** Written instruction **
How many lines in the items below contain the word "bare"? Reply with the number alone.

(Coordinate annotation records)
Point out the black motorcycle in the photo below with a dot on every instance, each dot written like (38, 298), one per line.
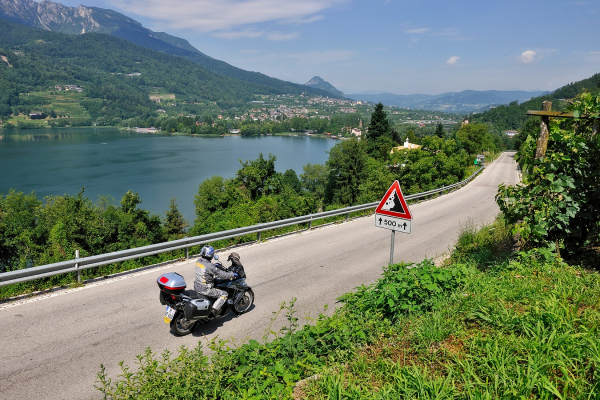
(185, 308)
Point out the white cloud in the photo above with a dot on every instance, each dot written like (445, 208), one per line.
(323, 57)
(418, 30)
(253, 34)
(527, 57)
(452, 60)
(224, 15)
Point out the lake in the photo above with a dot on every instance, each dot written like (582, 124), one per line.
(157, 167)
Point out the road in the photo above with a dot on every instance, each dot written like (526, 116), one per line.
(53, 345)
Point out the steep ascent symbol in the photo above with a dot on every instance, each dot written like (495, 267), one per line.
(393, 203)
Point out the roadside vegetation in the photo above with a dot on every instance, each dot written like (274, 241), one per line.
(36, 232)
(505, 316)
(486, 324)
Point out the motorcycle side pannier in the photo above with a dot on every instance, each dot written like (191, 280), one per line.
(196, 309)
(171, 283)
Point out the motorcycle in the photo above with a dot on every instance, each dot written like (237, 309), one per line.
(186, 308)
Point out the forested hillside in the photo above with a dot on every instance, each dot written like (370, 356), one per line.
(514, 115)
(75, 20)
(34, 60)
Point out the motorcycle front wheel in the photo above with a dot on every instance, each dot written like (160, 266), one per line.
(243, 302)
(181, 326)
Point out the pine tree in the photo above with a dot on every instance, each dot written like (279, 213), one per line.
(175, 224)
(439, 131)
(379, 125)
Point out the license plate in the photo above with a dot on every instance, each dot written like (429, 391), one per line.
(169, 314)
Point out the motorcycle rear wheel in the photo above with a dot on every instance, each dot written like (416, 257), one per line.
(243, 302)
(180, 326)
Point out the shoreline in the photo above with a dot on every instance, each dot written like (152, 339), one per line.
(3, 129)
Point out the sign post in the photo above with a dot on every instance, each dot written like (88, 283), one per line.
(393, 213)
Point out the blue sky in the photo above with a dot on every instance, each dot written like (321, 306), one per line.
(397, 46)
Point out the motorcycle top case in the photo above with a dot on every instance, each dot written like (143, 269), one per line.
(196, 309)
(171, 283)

--

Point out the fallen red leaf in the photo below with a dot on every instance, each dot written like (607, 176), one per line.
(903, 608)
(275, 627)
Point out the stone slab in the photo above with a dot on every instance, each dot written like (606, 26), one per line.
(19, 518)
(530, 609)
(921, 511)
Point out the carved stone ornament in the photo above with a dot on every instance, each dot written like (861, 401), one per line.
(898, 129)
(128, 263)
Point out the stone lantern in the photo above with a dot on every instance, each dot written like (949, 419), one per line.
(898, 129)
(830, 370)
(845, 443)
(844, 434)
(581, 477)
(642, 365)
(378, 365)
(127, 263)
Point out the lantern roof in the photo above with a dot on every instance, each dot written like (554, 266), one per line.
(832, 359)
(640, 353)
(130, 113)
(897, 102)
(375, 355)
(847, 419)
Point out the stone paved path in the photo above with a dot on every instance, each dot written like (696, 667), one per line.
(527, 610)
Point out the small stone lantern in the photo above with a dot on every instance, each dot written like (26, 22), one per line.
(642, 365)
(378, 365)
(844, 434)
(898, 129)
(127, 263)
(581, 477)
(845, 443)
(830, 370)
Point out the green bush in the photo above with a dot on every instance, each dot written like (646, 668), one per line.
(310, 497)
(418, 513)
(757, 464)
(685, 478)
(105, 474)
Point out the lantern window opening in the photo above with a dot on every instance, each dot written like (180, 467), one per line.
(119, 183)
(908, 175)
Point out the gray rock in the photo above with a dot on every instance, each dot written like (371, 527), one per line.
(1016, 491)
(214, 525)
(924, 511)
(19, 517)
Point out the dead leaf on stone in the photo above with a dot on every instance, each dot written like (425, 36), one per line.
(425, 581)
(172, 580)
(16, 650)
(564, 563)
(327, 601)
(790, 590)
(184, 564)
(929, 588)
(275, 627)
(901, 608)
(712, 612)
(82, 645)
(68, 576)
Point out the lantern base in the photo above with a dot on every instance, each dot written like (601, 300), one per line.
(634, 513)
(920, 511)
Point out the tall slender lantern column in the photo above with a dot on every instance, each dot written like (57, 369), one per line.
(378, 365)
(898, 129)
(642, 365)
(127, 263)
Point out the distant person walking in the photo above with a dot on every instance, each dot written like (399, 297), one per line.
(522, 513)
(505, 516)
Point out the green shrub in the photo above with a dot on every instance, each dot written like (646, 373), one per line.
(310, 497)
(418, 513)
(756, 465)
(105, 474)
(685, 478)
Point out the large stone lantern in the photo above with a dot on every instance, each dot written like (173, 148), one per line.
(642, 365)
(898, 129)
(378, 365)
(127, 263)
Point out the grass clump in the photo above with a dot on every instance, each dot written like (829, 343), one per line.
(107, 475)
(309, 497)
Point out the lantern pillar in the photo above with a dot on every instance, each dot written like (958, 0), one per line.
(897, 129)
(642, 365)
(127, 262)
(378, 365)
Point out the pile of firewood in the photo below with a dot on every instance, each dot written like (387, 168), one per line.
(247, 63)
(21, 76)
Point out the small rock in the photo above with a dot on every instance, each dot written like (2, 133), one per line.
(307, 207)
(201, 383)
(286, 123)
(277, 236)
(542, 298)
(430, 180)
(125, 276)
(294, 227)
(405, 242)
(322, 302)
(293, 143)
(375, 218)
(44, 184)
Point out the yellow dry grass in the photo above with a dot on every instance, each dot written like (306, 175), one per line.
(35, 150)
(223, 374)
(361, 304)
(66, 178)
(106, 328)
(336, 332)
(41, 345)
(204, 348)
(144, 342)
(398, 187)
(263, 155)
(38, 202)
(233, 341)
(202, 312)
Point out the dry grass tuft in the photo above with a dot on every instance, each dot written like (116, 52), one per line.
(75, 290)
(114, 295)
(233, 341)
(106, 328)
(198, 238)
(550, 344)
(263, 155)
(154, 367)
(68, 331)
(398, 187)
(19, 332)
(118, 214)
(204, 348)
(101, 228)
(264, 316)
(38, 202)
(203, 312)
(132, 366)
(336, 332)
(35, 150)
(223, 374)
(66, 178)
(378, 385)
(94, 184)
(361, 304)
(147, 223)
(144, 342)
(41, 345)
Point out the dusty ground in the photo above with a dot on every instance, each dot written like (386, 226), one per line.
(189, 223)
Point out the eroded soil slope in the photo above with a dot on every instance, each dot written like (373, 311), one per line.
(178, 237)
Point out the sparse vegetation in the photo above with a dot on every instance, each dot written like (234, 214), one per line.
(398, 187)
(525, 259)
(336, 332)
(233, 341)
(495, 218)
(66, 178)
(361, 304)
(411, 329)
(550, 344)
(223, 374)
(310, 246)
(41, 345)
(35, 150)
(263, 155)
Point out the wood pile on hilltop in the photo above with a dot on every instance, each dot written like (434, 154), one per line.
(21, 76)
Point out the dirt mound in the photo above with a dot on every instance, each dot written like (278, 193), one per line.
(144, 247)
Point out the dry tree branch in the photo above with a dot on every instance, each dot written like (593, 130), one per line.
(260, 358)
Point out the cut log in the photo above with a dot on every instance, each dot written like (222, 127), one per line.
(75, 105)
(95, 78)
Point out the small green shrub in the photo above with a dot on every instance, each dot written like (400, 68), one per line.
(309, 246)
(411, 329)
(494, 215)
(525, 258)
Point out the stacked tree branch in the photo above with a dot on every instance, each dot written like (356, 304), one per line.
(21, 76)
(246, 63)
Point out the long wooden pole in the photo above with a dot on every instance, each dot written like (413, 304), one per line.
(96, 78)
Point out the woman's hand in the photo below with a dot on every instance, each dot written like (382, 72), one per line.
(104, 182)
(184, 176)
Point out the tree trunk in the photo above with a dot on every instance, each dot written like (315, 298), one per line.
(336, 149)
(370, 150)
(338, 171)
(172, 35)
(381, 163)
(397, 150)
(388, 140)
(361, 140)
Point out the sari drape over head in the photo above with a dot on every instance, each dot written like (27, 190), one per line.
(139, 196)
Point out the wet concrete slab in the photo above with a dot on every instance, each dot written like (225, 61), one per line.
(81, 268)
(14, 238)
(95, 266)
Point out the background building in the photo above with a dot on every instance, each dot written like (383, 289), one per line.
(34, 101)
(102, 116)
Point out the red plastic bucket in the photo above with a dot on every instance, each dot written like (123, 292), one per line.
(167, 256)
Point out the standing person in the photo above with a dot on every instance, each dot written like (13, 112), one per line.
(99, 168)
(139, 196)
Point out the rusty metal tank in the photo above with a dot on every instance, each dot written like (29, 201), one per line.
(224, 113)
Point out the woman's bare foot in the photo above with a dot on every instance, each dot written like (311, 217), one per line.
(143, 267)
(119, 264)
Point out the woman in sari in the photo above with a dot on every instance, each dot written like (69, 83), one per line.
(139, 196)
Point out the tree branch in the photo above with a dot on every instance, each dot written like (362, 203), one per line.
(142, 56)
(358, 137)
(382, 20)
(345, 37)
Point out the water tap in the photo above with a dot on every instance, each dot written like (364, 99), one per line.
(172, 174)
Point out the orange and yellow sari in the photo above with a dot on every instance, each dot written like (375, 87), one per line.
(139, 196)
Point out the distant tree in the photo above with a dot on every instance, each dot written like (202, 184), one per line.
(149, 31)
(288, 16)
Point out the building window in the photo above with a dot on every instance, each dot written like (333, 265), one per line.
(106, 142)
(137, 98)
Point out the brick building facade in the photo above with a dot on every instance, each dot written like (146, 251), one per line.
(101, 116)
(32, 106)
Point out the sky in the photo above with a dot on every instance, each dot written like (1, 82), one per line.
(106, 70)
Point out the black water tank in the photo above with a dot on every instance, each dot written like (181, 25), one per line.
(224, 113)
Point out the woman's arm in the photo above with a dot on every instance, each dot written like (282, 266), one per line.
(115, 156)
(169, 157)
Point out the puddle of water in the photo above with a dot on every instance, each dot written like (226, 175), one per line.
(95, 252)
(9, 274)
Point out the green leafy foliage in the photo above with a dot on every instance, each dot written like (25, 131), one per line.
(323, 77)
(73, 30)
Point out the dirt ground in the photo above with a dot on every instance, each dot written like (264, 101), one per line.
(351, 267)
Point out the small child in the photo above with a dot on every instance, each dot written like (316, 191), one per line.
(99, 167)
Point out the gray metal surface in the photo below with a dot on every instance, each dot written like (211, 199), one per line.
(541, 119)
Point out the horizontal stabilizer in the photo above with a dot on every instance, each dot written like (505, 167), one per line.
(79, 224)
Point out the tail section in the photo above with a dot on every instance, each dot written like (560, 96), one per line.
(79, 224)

--

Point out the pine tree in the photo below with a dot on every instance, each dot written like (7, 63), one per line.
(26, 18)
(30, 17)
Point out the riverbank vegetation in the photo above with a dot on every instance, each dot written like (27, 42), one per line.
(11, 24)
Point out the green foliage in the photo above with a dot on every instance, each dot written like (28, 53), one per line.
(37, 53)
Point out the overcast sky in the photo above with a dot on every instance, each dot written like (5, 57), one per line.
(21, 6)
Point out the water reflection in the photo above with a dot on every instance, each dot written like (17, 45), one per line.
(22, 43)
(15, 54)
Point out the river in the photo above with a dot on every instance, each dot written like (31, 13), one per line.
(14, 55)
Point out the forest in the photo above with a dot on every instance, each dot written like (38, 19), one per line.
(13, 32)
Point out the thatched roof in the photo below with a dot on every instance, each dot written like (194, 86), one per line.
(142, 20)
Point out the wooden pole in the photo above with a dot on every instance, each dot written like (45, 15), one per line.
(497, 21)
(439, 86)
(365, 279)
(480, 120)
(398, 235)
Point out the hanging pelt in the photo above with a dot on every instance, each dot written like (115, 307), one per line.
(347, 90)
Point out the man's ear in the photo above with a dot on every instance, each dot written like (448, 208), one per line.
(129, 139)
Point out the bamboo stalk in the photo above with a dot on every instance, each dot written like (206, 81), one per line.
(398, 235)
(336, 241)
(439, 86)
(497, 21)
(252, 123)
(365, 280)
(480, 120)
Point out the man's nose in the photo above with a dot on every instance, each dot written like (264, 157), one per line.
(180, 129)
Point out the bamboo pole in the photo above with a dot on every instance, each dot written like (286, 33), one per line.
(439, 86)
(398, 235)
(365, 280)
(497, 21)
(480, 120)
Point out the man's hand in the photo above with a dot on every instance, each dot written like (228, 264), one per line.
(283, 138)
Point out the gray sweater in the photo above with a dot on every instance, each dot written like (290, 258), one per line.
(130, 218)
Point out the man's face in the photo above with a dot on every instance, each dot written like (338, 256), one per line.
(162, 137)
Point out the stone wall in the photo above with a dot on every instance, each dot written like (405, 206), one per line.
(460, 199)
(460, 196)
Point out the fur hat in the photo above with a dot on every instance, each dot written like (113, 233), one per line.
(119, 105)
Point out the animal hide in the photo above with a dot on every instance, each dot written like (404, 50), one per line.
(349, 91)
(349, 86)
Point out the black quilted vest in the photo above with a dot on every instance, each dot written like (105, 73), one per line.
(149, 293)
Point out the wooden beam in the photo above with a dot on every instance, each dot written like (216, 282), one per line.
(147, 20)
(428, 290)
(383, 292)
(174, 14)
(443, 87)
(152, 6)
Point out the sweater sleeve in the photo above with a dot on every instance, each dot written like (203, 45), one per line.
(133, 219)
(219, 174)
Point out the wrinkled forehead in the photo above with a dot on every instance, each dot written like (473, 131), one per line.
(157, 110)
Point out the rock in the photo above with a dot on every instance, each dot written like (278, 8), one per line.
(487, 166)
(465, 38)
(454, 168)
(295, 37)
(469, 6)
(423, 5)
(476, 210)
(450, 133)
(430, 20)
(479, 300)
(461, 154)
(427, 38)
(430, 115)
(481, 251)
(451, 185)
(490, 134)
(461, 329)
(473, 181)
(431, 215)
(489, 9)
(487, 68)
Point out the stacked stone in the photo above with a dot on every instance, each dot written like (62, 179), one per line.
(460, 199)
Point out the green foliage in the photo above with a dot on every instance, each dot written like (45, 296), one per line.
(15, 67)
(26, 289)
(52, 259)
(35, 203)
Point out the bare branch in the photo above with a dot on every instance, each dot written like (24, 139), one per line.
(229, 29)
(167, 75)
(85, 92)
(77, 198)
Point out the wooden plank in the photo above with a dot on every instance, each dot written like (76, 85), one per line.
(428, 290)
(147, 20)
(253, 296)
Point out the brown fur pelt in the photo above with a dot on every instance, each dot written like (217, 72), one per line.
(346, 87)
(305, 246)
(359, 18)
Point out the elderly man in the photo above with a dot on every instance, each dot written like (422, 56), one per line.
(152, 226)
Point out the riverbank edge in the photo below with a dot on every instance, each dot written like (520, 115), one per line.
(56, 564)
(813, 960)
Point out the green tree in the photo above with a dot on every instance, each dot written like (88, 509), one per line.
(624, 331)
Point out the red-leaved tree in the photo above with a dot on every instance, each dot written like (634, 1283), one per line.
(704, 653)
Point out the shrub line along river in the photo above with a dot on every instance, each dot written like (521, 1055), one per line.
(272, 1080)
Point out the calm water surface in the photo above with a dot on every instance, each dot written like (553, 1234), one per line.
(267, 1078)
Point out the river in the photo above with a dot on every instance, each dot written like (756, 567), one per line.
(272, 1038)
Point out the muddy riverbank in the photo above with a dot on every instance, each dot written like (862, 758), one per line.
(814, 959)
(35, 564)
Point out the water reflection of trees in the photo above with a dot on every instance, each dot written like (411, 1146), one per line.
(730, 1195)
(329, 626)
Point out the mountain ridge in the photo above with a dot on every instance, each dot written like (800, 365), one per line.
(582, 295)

** Response **
2